- **Exercise details**: In the copy, include no pictures, but reproduce every record exactly.

(Point localization data)

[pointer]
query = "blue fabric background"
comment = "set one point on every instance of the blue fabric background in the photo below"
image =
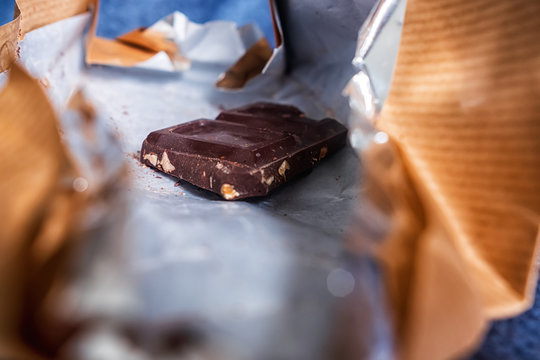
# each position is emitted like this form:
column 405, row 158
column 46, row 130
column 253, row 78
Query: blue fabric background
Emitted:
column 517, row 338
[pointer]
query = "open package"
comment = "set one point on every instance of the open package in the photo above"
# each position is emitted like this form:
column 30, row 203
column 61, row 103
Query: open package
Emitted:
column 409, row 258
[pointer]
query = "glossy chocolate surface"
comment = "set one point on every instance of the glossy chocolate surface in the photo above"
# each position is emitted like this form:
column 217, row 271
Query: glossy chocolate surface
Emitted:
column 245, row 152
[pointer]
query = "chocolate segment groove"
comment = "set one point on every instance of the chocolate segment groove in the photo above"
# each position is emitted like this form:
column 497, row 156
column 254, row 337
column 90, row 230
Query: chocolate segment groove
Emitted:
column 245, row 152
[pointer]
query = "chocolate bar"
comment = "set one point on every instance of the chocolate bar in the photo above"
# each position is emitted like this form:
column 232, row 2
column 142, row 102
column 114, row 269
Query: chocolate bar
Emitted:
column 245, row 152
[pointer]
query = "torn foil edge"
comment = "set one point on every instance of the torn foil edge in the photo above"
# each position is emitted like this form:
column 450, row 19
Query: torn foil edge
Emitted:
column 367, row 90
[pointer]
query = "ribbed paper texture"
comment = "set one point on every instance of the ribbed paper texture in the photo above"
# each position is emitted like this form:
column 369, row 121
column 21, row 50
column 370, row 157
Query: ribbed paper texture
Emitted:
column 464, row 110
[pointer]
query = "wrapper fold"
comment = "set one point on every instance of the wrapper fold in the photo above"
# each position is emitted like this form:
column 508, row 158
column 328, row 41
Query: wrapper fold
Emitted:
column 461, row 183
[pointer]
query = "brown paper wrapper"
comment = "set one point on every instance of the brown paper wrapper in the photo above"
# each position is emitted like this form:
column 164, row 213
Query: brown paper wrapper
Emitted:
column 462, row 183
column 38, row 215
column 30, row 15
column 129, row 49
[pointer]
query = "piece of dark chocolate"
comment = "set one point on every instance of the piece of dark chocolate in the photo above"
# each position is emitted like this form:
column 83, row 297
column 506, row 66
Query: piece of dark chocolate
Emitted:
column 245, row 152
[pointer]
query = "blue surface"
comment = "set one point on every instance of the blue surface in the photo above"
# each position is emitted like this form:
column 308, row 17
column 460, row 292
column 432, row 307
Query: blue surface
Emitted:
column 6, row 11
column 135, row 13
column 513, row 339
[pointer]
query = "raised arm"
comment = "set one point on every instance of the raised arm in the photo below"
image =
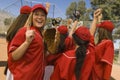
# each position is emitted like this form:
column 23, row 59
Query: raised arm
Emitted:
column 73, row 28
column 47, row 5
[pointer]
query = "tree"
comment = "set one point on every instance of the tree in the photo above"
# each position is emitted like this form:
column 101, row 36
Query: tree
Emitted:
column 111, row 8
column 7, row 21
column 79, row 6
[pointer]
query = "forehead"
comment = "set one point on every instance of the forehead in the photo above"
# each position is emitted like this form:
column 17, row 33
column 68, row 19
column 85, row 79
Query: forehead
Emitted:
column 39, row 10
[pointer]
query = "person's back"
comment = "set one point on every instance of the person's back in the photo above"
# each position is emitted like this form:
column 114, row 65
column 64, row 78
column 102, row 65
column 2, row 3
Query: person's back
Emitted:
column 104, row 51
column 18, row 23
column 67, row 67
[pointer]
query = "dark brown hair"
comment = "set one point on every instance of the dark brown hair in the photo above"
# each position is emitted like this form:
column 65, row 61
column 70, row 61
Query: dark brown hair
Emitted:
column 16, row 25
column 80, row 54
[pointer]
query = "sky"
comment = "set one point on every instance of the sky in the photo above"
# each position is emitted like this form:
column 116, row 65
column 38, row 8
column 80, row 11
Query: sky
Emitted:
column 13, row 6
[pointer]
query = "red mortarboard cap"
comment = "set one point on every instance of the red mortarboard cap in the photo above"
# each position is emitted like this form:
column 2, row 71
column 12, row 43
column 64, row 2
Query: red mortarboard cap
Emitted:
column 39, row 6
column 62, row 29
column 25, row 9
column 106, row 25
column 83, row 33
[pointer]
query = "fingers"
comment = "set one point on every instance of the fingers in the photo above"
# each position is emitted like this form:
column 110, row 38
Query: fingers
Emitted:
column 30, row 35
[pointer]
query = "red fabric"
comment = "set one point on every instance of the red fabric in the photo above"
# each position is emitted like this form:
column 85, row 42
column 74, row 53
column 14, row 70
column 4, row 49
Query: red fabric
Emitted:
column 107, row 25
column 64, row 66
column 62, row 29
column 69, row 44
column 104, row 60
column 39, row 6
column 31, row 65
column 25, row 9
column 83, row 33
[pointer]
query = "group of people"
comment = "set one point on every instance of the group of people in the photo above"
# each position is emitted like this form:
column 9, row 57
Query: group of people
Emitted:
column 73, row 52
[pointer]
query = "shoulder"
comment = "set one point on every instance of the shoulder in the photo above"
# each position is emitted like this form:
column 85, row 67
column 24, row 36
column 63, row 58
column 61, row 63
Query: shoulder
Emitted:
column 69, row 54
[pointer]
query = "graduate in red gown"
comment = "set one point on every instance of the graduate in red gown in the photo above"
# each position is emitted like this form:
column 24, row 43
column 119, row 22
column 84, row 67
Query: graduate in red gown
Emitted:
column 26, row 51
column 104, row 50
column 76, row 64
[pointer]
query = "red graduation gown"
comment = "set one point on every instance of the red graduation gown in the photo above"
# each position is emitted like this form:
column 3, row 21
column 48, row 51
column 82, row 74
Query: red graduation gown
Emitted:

- **Solution for this problem**:
[pointer]
query = "blue fabric background"
comment = "set one point on every instance of the blue fabric background in the photo below"
image =
# each position is emitted like this form:
column 405, row 158
column 46, row 130
column 253, row 78
Query: blue fabric background
Emitted:
column 517, row 338
[pointer]
query = "open package"
comment = "set one point on every instance of the open package in the photo above"
# each position is emitted like this form:
column 30, row 203
column 61, row 103
Query: open package
Emitted:
column 409, row 258
[pointer]
query = "glossy chocolate surface"
comment = "set one point on every instance of the glossy chocolate surface in the photo above"
# each position is emitted like this form:
column 217, row 271
Query: glossy chocolate surface
Emitted:
column 245, row 152
[pointer]
query = "chocolate segment groove"
comment = "set one point on every instance of the chocolate segment groove in the photo above"
# each position is emitted like this form:
column 497, row 156
column 254, row 337
column 90, row 230
Query: chocolate segment groove
Emitted:
column 245, row 152
[pointer]
query = "chocolate bar"
comment = "set one point on every instance of the chocolate bar in the photo above"
# each position is emitted like this form:
column 232, row 2
column 142, row 102
column 114, row 269
Query: chocolate bar
Emitted:
column 245, row 152
[pointer]
query = "torn foil edge"
comment = "set one point on every instance of the torn foil edge in the photo above"
# each position is emitted like this form:
column 450, row 19
Query: torn foil edge
Emitted:
column 367, row 90
[pointer]
query = "ribbed paper texture"
comment = "set one point on every instance of the ribbed paper texture in the photo above"
# each position is emitted like this form:
column 369, row 121
column 21, row 50
column 370, row 157
Query: ribbed paper texture
Emitted:
column 464, row 110
[pointer]
query = "wrapper fold"
comment = "set one point on every instance of the wrapper fold in the photo above"
# each position is emitted like this form:
column 508, row 158
column 328, row 41
Query: wrapper fold
Emitted:
column 461, row 183
[pointer]
query = "brown paper wrapper"
comment = "set one point on every instance of the brown paper wrapper in the photo above"
# each position is emitted like this form:
column 164, row 213
Query: brown paper wrapper
Emitted:
column 462, row 183
column 38, row 215
column 30, row 15
column 129, row 49
[pointer]
query = "piece of dark chocolate"
comment = "set one point on every instance of the piece of dark chocolate in the photo above"
# each position is emitted like this form:
column 83, row 297
column 506, row 66
Query: piece of dark chocolate
Emitted:
column 245, row 152
[pointer]
query = "blue surface"
comment = "set one point on every instance of the blue surface in the photo above"
# each position is emitted like this form:
column 308, row 17
column 460, row 292
column 432, row 307
Query: blue surface
Emitted:
column 6, row 11
column 135, row 13
column 513, row 339
[pointer]
query = "raised arm"
comment = "set one point on every instance of the raised arm in the photo below"
image =
# each position is emitted like this form:
column 23, row 59
Query: raised arm
Emitted:
column 73, row 28
column 47, row 5
[pointer]
query = "tree"
comment = "set one point on every instance of the tree in the photo above"
# each position is emitted like this form:
column 101, row 36
Query: tree
Emitted:
column 111, row 8
column 7, row 21
column 79, row 6
[pointer]
query = "forehead"
comment = "set one point on every instance of the forehead in the photo above"
# each position is emitted like this form:
column 17, row 33
column 68, row 19
column 85, row 79
Query: forehead
Emitted:
column 39, row 10
[pointer]
query = "person's back"
comment = "set one point on every instance of the person's back in the photo above"
# each position is emitted like this form:
column 114, row 65
column 64, row 78
column 102, row 65
column 2, row 3
Query: person's back
Emitted:
column 104, row 51
column 18, row 23
column 67, row 67
[pointer]
query = "dark brown hair"
comment = "set one point on every instance of the dark brown hair in the photo above"
# each position is emitted like this form:
column 65, row 61
column 70, row 61
Query: dark brown hair
Emitted:
column 16, row 25
column 80, row 54
[pointer]
query = "sky"
comment = "set one point on every instance of the sky in the photo above"
# each position is emitted like this form:
column 116, row 65
column 38, row 8
column 80, row 11
Query: sky
Emitted:
column 13, row 6
[pointer]
query = "red mortarboard cap"
comment = "set one point on every instance of the red mortarboard cap in the photo above"
# each position is emitted like this form:
column 2, row 71
column 12, row 43
column 64, row 2
Query: red mortarboard cap
Emitted:
column 39, row 6
column 62, row 29
column 25, row 9
column 106, row 25
column 83, row 33
[pointer]
query = "fingers"
comment = "set one point on every instance of the fingers in the photo above"
# each position is emitted like this form:
column 110, row 38
Query: fingers
Emitted:
column 30, row 35
[pointer]
query = "red fabric"
comment = "set one point on every instance of the red fabric in the photo above"
# each position is emitted like this form:
column 85, row 42
column 74, row 53
column 14, row 70
column 4, row 49
Query: red fabric
Emitted:
column 107, row 25
column 64, row 66
column 62, row 29
column 69, row 44
column 104, row 60
column 39, row 6
column 31, row 65
column 25, row 9
column 83, row 33
[pointer]
query = "group of people"
comment = "set one point on every instance of the group of people in the photo above"
# each position is emitted like this form:
column 9, row 57
Query: group of people
Emitted:
column 73, row 52
[pointer]
query = "shoulder"
comment = "set one point on every instance of the shoulder in the photo above"
# each position is emitted like this form:
column 85, row 67
column 24, row 36
column 63, row 58
column 61, row 63
Query: shoulder
Emitted:
column 69, row 54
[pointer]
query = "graduate in red gown"
comment = "set one point on every instance of the graduate in red gown in the photo above"
# each position is emitted like this form:
column 24, row 43
column 119, row 22
column 84, row 67
Query: graduate in red gown
Emitted:
column 26, row 51
column 104, row 50
column 76, row 64
[pointer]
query = "red graduation gown"
comment = "set one point on every instance of the red graduation gown in the photo above"
# each position is emitted like this form:
column 3, row 21
column 48, row 51
column 82, row 74
Query: red graduation gown
Emitted:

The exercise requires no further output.